** Start of INFORMATION SHOWN **

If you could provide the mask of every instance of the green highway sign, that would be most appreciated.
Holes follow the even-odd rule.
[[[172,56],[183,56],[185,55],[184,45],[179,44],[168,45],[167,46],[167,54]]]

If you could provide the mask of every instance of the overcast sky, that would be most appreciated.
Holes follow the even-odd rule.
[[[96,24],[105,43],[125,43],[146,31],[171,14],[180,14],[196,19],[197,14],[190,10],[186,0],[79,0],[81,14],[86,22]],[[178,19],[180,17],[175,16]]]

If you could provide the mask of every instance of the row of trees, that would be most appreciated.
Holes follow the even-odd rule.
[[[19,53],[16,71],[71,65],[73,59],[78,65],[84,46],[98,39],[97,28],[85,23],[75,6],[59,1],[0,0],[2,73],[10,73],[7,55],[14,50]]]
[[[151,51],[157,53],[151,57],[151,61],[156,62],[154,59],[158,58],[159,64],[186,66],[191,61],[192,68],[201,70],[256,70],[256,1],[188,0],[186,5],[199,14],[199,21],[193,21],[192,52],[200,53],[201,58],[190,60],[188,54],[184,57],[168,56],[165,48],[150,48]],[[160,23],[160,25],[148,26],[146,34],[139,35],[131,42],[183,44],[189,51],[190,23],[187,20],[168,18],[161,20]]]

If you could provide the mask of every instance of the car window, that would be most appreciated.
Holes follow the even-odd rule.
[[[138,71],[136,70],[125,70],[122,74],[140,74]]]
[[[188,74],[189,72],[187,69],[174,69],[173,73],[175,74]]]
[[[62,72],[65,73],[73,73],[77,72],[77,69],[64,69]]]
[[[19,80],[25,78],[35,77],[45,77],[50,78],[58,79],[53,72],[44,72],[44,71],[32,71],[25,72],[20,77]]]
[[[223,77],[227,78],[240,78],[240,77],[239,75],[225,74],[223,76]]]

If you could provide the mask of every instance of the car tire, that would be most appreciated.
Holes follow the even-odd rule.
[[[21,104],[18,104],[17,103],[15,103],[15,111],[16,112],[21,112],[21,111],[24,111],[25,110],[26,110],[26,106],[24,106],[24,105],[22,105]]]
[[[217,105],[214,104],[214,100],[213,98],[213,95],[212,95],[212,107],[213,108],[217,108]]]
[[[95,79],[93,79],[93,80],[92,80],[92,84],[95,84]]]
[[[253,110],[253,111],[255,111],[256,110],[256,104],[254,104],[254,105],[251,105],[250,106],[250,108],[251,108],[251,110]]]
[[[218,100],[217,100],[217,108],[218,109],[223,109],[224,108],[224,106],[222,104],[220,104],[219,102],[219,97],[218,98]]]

** End of INFORMATION SHOWN **

> [WRITTEN TASK]:
Return every line above that contains the word "most". Case matters.

> [EXERCISE RESPONSE]:
If you could provide the mask of every instance of the green highway sign, that would be most appreciated.
If you could provide the mask of every instance of the overcast sky, that would be most appreciated.
If you could provide the mask of every instance of the row of trees, that would be most appreciated.
If you could provide the mask of every instance of the car window, that would be most appreciated.
If you could provide the mask of every instance of the car tire, that would be most appreciated.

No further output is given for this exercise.